• **What to work on**
**A)** In the country journal, what did the narrator pay for the old kitchen crock pot?
**B)** Which foods make up the breakfast that the country journal calls Clyde mix?
**C)** Reproduce word for word the part of the country journal that opens with the words containing "Lamar didn’t go" and closes with "woman back again.".

• **Text for analysis**
....
Pleasant Sunday here in the country. Quiet as usual. In the morning I drove up to the Oak Hill flea market even though past visits have never turned up a good buy. I call it a half-blown business with few stalls and few customers and nothing like most flea markets. I can browse in a well-stocked flea market for a couple of hours, but this local one can be covered in fifteen minutes. I bought a few things this time, mostly fresh tomatoes, yellow squash, limes and carrots. Found a pair of binoculars for $5, something I can use to see birds around the place better. Got an old kitchen crock pot for 25 cents. I put that stuff in the truck and went to the café in front of the flea market and ordered the makings of Clyde mix, what I call the breakfast concoction my old daddy used to stir up on most mornings: two eggs fried over easy, grits and patty sausage with a side of biscuits. Cut the sausage up, cut the eggs up and mix both with the grits, all on the one plate. Eat it up with a sopping-biscuit in one hand.
When I let Farina out this morning there were three squirrels dangling from the bird feeder. Farina went tearing out and leaping up at them but they scattered up the tree in the nick of time. I went out and peppered them with the Red Ryder, scaring them off. You can shoot a squirrel ten times with a BB gun and it’ll still laugh at you. They come back five minutes later. I’ve knocked them off of limbs, put hot BBs on their butts, shoulders, heads and legs and they scamper off with a smirk. Sympathy? Oh, aren’t they cute? Aw, poor things. Don't hurt them. Living out here it doesn’t take long to see the bad side of what are nothing more than rats with bushy tails that carry disease and come in the house if they can find a way.
Hard to understand my neighbors Randy and Jean jumping all over Lamar for fattening a wild hog in his pen down the road. They badgered him so much he finally let the hog go. They tell him it’s cruel to pen an animal up for fattening and eventual death on the chopping block. Wild hogs are popular with hunters in these parts, a delicious meat for the table which is what it’s all about for Lamar living on his small government pension, barely enough to get by on. Jean misses the point and tell him if he wants to eat roast pork he should go to the supermarket and buy it. Last year they sent Jimmy down to Lamar’s place when he was gone and he let loose another wild pig Lamar was fattening. Jean is a forceful kind of animal lover, but she’s given up on me and the pesky critters. I told her she better make sure those not so cuddly armadillos stay on the west side of the fence because I’ll blast them to smithereens without blinking an eye and go off hunting more of them.
Lamar didn’t go so far in school and has trouble reading more than a sentence or two. He brought his insurance guidebook needing help finding an eye doctor from the list of approved doctors. I looked at the book for ten minutes and told him I couldn’t find any eye doctors. Full of dentists, orthodontists and periodontists, without an eye doctor in the bunch. So he took the book on next door to have Jean study it. She’s a former blood technician and helps Lamar out with medical questions. Last time she drove him to the doctor, the man was head down over Lamar’s lab report when Jean snatched it out of his hand to get a look at it herself. When they were leaving, the doctor pulled Lamar aside and told him not to bring that woman back again.
The county tractor came out Saturday to mow the knee high weeds on both sides of our road. Farina had a conniption fit, running up and down the fence line barking her fool head off. We’ve needed those weeds chopped down for a while now. The last time they sent a guy out here who’d never done it before and he drove his big tractor halfway down into the canal and almost got snake bit before he got out. After her spell of barking and running after the tractor Farina came inside and stretched out for a nap.
....
• **Saved data entries**
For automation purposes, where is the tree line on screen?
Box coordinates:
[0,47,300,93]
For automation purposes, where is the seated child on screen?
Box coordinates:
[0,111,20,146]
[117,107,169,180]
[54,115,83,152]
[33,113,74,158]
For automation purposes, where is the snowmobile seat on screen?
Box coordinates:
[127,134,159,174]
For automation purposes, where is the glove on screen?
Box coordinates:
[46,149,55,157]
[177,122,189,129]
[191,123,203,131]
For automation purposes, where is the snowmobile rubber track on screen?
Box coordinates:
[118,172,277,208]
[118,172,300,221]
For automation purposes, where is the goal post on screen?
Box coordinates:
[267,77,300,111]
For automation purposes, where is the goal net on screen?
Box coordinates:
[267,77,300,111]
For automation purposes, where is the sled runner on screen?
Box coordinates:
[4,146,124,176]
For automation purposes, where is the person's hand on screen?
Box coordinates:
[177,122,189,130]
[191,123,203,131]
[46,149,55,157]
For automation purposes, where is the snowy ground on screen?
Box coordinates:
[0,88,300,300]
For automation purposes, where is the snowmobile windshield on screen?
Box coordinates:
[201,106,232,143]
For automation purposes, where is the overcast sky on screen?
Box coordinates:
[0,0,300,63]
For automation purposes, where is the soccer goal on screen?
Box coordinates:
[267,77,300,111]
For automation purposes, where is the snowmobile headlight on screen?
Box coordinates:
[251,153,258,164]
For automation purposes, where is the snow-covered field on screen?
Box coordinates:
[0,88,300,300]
....
• **Exercise answers**
**A)** 25 cents.

**B)** Two eggs fried over easy, grits, patty sausage, and a side of biscuits.

**C)**
Lamar didn’t go so far in school and has trouble reading more than a sentence or two. He brought his insurance guidebook needing help finding an eye doctor from the list of approved doctors. I looked at the book for ten minutes and told him I couldn’t find any eye doctors. Full of dentists, orthodontists and periodontists, without an eye doctor in the bunch. So he took the book on next door to have Jean study it. She’s a former blood technician and helps Lamar out with medical questions. Last time she drove him to the doctor, the man was head down over Lamar’s lab report when Jean snatched it out of his hand to get a look at it herself. When they were leaving, the doctor pulled Lamar aside and told him not to bring that woman back again.